Return exactly the lines below, starting with the one that has "Target class: outstretched arm" and going on through the one that has "Target class: white manicured nail".

[Items listed in a dataset]
○ ○ ○ ○ ○ ○ ○
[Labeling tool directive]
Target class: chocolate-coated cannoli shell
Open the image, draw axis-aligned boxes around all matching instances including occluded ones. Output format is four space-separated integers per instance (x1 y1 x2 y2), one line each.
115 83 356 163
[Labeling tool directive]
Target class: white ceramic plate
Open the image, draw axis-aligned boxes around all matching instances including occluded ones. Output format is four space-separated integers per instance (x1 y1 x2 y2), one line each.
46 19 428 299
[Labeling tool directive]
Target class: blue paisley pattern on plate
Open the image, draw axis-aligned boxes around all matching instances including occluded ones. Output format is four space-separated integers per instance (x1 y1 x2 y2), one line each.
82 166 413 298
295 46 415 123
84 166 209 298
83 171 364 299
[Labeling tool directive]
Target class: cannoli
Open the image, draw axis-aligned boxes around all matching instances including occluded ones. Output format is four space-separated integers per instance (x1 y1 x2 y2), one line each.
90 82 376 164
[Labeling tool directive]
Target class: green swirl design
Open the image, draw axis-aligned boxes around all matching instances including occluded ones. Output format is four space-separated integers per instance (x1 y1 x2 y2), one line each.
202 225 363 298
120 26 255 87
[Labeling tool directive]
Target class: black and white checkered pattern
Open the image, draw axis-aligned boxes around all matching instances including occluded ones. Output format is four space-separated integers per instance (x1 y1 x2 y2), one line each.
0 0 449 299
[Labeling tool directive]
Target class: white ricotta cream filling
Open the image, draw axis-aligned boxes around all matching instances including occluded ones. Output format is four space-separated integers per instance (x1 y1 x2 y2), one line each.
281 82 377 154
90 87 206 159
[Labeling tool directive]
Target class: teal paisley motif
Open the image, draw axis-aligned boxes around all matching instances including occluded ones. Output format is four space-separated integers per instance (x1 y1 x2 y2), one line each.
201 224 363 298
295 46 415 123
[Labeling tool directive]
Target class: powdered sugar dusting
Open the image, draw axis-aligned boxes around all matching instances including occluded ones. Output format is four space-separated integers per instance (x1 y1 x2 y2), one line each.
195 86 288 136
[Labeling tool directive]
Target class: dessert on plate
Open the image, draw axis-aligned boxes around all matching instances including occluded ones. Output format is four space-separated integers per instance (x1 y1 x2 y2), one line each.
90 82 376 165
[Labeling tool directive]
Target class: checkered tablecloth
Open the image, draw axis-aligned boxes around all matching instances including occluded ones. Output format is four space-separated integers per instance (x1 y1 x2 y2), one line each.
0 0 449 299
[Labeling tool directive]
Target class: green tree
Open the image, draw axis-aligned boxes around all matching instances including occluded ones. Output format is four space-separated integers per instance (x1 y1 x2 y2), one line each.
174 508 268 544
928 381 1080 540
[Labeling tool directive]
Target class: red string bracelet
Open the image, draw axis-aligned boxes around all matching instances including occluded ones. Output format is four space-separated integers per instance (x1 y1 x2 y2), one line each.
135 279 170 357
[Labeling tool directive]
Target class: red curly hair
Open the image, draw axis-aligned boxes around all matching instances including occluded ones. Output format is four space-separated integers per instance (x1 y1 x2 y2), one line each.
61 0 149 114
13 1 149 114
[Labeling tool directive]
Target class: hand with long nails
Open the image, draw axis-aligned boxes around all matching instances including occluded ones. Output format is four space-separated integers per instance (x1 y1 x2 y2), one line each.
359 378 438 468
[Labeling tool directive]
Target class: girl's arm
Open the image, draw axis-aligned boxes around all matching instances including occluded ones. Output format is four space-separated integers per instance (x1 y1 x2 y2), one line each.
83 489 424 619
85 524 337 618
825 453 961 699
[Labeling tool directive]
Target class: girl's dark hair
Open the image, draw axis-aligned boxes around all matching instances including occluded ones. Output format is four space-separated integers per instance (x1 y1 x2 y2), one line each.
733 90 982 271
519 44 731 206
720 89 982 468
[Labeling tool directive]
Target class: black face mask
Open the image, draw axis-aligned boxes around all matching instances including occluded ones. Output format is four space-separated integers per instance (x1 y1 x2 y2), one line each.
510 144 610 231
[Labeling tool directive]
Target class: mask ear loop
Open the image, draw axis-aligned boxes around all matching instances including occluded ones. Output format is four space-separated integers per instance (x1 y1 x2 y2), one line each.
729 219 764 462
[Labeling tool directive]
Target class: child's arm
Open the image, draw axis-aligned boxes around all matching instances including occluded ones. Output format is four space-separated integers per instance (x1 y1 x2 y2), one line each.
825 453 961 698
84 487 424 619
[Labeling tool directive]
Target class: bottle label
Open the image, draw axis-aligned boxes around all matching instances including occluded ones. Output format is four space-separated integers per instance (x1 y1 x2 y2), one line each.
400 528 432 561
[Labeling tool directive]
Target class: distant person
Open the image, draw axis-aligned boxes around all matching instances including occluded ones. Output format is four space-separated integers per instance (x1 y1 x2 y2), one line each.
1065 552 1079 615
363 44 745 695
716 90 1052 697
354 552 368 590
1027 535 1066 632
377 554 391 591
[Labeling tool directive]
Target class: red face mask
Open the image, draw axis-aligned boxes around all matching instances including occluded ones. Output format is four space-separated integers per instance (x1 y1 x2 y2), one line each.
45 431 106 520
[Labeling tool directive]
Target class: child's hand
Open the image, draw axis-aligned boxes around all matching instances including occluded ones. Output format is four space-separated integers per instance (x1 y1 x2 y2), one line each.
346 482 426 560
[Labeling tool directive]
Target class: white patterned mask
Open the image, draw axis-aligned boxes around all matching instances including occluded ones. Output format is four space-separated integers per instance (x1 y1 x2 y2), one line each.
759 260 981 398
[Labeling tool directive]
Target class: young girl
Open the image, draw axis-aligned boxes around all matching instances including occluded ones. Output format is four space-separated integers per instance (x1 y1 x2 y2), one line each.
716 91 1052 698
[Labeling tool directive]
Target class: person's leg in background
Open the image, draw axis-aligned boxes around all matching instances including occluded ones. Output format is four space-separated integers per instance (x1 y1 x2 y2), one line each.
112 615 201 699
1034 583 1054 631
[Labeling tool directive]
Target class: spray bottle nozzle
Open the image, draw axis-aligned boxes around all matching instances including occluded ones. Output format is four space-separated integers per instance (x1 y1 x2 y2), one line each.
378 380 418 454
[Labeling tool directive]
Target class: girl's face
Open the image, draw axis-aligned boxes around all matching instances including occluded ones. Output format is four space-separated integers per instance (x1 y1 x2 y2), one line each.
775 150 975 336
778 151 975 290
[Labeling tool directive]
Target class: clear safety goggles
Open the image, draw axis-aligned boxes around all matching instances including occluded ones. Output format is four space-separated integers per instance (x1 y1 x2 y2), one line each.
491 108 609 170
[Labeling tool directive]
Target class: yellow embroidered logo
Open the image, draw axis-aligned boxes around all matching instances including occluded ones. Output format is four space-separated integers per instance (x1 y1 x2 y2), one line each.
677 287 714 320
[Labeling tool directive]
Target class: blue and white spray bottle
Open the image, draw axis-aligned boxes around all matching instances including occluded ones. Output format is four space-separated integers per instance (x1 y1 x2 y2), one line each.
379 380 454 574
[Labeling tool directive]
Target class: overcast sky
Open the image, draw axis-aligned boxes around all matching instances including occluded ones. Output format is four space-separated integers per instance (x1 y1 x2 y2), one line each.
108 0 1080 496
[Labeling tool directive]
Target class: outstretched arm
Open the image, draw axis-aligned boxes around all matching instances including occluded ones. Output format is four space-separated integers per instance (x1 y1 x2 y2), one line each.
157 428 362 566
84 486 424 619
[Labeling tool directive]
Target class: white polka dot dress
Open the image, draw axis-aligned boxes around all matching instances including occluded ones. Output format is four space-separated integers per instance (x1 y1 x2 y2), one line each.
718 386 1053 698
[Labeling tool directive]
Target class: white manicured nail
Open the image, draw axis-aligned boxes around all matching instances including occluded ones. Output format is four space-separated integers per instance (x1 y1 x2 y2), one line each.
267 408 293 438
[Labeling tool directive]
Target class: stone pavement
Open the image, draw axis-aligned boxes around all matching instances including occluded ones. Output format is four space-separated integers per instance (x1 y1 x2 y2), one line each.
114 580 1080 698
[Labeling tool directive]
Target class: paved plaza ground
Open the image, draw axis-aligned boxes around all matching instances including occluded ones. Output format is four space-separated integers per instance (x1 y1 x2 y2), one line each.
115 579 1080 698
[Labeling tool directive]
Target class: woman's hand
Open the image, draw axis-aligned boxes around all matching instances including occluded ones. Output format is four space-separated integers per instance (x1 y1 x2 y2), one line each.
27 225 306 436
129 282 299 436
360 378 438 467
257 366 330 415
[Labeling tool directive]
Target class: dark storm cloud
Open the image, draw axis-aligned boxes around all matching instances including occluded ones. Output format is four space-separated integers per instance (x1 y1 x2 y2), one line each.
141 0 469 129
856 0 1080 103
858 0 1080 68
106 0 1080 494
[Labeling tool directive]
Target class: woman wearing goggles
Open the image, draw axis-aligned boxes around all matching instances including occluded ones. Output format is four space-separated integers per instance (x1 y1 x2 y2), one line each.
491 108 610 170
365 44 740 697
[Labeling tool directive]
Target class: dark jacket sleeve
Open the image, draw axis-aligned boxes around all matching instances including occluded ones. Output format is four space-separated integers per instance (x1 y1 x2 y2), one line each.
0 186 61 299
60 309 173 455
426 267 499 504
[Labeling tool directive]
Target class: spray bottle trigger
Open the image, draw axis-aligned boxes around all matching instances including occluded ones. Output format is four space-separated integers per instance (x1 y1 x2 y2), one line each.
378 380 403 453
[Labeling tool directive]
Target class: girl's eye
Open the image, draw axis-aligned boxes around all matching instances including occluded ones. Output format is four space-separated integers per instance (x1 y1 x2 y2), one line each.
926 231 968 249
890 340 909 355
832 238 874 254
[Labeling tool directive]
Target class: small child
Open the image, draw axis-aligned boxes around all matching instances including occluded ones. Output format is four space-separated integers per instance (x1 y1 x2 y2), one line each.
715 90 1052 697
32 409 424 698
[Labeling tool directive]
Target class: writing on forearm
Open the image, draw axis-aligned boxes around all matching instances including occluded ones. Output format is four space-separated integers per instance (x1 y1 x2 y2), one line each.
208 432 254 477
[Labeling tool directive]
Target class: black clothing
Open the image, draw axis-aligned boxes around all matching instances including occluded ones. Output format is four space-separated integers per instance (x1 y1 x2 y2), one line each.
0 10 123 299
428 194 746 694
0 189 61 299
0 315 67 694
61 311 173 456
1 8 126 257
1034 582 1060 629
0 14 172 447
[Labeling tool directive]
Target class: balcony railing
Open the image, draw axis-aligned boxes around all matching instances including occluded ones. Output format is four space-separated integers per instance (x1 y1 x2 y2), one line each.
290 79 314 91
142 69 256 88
○ ○ ○ ○ ○ ○ ○
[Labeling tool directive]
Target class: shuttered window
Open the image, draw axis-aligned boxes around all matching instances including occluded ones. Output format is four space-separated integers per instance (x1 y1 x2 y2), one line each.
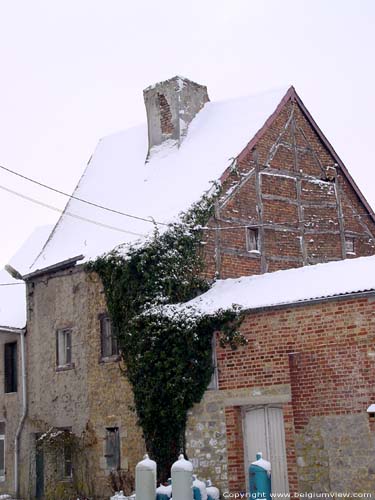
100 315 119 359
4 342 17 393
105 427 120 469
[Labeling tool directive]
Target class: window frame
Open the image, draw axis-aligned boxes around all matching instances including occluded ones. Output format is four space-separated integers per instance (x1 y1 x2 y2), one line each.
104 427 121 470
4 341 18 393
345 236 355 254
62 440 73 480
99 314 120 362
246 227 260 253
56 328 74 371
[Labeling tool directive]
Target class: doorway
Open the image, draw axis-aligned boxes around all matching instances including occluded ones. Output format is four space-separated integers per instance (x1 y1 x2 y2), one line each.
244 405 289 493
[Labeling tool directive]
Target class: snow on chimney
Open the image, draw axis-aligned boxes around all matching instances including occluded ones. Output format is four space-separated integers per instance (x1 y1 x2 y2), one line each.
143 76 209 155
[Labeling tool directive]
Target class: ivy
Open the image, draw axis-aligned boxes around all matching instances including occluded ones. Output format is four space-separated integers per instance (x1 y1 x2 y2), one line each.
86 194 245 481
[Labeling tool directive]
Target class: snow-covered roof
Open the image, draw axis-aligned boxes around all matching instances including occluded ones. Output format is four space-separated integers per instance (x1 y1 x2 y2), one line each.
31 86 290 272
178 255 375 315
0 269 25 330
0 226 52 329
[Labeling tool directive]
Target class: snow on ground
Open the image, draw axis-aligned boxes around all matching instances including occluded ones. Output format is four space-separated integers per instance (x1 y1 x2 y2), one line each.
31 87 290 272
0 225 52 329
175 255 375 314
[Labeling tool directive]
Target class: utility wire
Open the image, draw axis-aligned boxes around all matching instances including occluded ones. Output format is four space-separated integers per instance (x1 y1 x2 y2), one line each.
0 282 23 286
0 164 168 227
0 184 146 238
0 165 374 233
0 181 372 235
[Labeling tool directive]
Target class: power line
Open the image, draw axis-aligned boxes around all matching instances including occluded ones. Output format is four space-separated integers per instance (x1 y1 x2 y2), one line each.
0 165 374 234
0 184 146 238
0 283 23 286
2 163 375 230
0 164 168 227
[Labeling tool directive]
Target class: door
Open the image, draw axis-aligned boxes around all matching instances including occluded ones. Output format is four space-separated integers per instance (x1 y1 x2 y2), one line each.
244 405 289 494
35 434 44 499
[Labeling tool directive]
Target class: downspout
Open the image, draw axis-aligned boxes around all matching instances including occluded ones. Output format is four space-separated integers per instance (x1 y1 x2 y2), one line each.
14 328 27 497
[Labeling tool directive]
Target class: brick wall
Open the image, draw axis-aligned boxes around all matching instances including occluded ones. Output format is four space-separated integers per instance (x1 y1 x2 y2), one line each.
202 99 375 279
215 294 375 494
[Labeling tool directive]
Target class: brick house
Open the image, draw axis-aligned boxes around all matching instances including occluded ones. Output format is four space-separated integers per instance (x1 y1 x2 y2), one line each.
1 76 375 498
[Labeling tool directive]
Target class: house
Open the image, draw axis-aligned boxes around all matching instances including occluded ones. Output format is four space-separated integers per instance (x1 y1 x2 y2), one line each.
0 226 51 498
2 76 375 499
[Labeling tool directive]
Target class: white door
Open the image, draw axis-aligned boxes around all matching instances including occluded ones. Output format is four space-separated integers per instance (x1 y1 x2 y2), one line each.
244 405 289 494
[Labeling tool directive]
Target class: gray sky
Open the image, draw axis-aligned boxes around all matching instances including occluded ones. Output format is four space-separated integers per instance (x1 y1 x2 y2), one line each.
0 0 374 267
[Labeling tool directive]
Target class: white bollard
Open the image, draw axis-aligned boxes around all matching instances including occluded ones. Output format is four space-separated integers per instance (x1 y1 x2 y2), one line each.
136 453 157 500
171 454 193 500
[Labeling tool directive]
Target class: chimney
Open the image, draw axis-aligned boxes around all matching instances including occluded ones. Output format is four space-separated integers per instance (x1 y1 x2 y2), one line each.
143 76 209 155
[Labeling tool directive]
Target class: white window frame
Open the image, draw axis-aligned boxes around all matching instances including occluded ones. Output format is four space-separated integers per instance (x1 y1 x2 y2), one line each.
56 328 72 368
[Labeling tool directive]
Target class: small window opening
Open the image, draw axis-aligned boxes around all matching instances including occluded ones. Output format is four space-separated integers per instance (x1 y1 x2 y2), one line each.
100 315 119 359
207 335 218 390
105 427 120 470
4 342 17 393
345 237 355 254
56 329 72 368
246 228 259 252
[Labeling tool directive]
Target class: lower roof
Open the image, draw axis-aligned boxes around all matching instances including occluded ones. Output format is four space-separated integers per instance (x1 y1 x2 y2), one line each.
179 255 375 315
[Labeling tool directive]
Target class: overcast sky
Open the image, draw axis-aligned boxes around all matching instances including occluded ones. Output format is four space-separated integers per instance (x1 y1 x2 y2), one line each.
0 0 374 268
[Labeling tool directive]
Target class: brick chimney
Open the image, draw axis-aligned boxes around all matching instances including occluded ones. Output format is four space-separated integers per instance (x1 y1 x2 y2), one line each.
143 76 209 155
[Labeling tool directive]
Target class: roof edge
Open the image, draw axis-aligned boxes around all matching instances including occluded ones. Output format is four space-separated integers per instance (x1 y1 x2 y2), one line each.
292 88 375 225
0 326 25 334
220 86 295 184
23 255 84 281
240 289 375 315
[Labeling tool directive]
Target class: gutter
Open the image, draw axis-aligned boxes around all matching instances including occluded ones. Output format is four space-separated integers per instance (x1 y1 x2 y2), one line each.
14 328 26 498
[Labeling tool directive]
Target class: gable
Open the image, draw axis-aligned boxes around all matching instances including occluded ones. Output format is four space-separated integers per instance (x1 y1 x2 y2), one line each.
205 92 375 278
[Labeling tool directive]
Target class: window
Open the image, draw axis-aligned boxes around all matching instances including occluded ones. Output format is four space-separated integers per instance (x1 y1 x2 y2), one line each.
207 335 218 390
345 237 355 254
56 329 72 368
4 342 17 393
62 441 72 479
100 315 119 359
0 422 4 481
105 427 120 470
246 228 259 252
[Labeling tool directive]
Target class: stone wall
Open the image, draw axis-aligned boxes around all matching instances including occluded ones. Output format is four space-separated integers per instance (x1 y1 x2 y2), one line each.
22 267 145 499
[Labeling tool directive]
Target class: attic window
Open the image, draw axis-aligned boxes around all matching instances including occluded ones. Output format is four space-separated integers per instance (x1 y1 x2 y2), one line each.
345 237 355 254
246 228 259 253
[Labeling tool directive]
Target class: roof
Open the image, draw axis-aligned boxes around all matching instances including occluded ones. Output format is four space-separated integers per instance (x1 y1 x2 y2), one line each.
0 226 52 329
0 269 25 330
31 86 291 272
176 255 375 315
○ ○ ○ ○ ○ ○ ○
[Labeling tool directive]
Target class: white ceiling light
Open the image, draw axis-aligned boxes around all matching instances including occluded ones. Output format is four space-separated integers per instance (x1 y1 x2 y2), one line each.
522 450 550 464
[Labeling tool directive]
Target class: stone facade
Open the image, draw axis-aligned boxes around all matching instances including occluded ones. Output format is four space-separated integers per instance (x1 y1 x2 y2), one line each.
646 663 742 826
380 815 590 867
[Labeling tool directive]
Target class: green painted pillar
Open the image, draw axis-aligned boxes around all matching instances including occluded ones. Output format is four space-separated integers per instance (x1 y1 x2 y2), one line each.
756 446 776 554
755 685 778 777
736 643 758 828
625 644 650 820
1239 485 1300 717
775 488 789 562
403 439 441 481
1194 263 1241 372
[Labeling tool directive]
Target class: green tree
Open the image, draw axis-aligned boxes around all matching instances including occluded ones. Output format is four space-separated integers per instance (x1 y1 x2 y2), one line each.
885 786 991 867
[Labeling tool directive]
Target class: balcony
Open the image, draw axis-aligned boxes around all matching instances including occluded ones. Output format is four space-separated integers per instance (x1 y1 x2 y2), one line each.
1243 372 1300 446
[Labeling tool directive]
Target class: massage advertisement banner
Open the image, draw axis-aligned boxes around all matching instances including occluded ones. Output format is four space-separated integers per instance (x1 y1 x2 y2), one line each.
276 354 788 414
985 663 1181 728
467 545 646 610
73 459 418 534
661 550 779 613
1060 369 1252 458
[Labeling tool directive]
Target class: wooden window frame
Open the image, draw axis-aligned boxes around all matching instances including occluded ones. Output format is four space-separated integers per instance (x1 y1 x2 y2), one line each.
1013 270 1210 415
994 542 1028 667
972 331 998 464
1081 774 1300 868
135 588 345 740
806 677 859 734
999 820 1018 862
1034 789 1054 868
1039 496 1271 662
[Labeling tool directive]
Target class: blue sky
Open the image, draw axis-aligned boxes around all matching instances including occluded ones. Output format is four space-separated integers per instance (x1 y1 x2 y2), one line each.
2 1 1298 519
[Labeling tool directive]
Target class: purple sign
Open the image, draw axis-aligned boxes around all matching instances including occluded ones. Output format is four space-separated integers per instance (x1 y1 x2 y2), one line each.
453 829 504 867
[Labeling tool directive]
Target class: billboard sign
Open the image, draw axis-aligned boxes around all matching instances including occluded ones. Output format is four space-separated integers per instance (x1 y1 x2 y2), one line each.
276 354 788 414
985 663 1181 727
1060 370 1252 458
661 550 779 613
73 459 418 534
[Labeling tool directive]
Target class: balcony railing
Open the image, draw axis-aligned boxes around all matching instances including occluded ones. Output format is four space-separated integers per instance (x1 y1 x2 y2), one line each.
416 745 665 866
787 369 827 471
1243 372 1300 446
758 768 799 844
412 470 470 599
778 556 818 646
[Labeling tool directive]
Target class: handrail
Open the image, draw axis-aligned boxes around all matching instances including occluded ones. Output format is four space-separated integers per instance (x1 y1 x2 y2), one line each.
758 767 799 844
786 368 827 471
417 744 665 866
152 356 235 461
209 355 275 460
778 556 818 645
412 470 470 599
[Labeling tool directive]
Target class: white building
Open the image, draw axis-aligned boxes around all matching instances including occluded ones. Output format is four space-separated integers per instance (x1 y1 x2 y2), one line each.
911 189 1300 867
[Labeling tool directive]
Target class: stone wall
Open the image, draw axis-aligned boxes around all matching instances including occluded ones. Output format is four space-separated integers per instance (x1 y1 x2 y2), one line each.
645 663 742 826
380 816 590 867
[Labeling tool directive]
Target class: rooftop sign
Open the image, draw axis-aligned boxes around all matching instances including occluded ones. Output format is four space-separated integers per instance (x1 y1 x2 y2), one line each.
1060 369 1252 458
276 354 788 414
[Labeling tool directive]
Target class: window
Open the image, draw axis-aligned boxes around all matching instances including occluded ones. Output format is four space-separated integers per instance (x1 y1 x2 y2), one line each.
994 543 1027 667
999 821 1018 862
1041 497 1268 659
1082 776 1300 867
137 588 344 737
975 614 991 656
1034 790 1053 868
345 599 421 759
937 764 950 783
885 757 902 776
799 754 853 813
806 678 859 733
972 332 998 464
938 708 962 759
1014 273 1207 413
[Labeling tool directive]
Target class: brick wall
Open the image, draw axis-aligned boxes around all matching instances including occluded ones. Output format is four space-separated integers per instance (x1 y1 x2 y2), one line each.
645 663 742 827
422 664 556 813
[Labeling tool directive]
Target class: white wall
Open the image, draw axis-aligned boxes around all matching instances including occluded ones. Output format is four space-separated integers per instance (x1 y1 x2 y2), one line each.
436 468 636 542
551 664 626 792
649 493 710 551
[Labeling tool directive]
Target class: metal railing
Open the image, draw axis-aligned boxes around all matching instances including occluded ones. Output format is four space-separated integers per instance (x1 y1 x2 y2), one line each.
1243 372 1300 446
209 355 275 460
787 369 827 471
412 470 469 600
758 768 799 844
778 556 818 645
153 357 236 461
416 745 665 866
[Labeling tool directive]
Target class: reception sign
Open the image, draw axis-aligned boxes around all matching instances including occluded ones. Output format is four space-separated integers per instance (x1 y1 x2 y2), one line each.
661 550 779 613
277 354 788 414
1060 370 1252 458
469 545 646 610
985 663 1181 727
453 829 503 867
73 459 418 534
○ ○ ○ ○ ○ ○ ○
TASK RESULT:
Target class: outstretched arm
Open the image, draw axis-aligned boxes around all matching instances including occluded ones. Output format is four space-separated integers per instance (x1 y1 x2 y2), one line each.
157 428 362 566
84 486 424 619
[Labeling tool directive]
Target class: white polka dot dress
Open the image, draw axis-aligned boxes around all matching instances including occluded ones. Output format is four space-separated integers per instance (x1 y1 x2 y2), one line each.
718 386 1053 698
[Labeling tool directive]
Target class: white manicured nail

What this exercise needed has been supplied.